* TASK PROMPT *
Would you write out the data below exactly, with every line intact?

* DATA SUPPLIED *
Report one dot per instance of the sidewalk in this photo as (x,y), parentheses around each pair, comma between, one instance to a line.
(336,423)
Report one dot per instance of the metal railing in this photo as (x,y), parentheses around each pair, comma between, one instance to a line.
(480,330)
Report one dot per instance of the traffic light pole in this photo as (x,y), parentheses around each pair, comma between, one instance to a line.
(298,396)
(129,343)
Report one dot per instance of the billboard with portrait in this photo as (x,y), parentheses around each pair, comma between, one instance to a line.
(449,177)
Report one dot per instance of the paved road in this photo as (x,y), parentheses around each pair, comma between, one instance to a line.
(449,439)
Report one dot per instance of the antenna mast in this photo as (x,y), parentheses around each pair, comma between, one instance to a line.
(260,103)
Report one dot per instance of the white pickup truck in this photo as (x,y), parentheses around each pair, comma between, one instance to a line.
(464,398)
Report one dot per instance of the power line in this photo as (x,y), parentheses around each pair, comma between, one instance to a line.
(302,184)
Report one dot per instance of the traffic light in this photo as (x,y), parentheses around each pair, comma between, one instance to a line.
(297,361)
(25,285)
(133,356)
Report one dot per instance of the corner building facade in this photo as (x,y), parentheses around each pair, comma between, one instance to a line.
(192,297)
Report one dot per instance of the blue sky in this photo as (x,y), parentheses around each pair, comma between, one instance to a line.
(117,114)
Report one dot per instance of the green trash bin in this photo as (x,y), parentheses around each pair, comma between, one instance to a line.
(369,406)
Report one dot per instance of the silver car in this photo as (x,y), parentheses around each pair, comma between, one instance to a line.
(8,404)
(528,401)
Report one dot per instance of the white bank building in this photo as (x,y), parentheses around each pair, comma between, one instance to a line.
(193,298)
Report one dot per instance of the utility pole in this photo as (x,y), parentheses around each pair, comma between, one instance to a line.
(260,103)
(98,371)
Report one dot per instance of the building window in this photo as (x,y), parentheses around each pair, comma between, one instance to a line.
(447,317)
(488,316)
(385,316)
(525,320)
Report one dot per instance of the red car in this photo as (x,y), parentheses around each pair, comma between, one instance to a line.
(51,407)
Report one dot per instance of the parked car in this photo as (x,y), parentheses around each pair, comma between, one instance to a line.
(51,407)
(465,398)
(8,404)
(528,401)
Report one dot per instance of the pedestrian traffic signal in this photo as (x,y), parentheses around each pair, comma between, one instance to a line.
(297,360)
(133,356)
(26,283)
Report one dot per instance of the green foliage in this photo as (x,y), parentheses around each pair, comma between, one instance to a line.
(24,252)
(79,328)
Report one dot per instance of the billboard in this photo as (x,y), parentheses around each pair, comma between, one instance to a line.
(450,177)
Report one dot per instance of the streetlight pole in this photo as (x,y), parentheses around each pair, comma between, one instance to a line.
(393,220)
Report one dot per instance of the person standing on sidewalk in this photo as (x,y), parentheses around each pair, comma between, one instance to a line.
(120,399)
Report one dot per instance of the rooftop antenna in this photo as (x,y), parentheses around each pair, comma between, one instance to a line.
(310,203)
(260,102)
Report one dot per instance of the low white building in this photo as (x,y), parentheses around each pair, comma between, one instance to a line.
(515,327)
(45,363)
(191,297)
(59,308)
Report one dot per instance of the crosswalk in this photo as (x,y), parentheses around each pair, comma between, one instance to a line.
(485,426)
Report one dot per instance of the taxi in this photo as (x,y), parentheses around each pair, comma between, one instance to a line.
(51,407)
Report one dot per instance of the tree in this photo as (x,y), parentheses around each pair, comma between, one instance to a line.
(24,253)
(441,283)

* OUTPUT FOR THIS TASK *
Report one dot per instance of the sidewalk in this photo as (x,y), parentheses around each pair, comma between, one instance to a line.
(336,423)
Report one dot per instance of the metal railing in this photo as (x,y), parentheses around each pair, comma between, one instance to a line.
(480,330)
Report one dot per instance of the traffic light pole in this photo as (x,y), parentheses around each pair, comma between, one instance to a line.
(298,396)
(129,343)
Report one dot per instance of the billboard with portrait in this photo as (x,y), parentheses around each pair, comma between, one instance to a line.
(449,177)
Report one dot per instance of the paved road in this photo as (x,y), parentheses around each pair, comma between, one instance to a line.
(449,439)
Report one dot per instance of the antenna mast in this photo as (x,y), parentheses around each pair, comma between, one instance to a line.
(260,103)
Report one dot per instance of the white pickup truck in this photo as (x,y), parentheses around each pair, comma between, one instance to a line.
(464,398)
Report one dot per instance of the power line in this photo as (x,y), parentheses around each pair, comma between, one instance to a line.
(302,184)
Report one dot per instance of the traffic light in this photo as (x,y), parentheses around each pair, comma between, one instance to a line.
(297,361)
(25,285)
(133,356)
Report one dot per instance of the corner building facade in this photo as (x,y), parentheses around each pair, comma between, one instance to a line.
(192,297)
Report one dot per instance of the blue sky in this photo as (x,y), parentheses around each pair, comma between, one instance to a line.
(117,114)
Report one dot per instance of the green trash bin in this photo as (x,y), parentheses around each pair, comma between, one instance to a line.
(369,406)
Report one dot per instance of the silver car in this photo as (x,y), parentheses around each pair, comma between, one instance to a line.
(8,404)
(528,401)
Report one dot per instance of the white bank building in this photo as (x,y), parentheses around each pair, comma between, one instance to a line.
(193,298)
Report one dot per instance of the utility pole in this photo as (x,y), parentheses around each pair, comma between, one instance to a line.
(260,103)
(98,371)
Report one dot per instance of the building window in this photo as (x,y), parentheses around each pair, comma between, one instance to a line.
(447,317)
(488,316)
(385,316)
(525,320)
Report one dot per instance of the red car in this photo as (x,y), parentheses around each pair, comma between, one instance to a line.
(51,407)
Report one dot per instance of the parked car in this photo as (x,y), parentheses around each pair, comma between, one instance to a line.
(51,407)
(465,398)
(8,404)
(528,401)
Report one dot per instance of the pedestrian traffic signal in this photo as (x,y), parentheses around each pair, comma between, one instance to a line.
(297,360)
(133,356)
(26,283)
Report one dot per instance of the green foliage in this photo as (x,y), parentheses around each pair, comma between, one instance to a line.
(24,252)
(79,328)
Report one dot per instance of the billboard in this photo as (x,y), parentheses around each pair, comma between, one instance to a line.
(450,177)
Report one dot per instance of the streetlight pole in this photo as (x,y), parentheses around each pair, comma between, one instance to a line.
(393,220)
Report one dot per instance of the person standing on sidewalk in this photo as (x,y), parentheses around each pair, comma between, one instance to a line.
(120,399)
Report one dot per instance of the rooftop antenna in this photo as (x,y), parentheses around each pair, comma between, one instance to a line.
(310,203)
(260,102)
Report one dot per instance of the low white building in this photo as (x,y), parentheses around each pair, comma between, one instance to a line.
(515,327)
(45,363)
(191,297)
(59,308)
Report one dot per instance of the crosswalk in this photo as (x,y), parentheses around each pair, comma between, one instance to a line.
(485,426)
Report one dot per instance of the taxi in this photo as (x,y), parentheses around each pair, comma between, one instance to a line.
(51,407)
Report one dot per instance of the tree in this photo as (x,y), parentheses around each pair, comma between, one instance to a line.
(24,253)
(441,283)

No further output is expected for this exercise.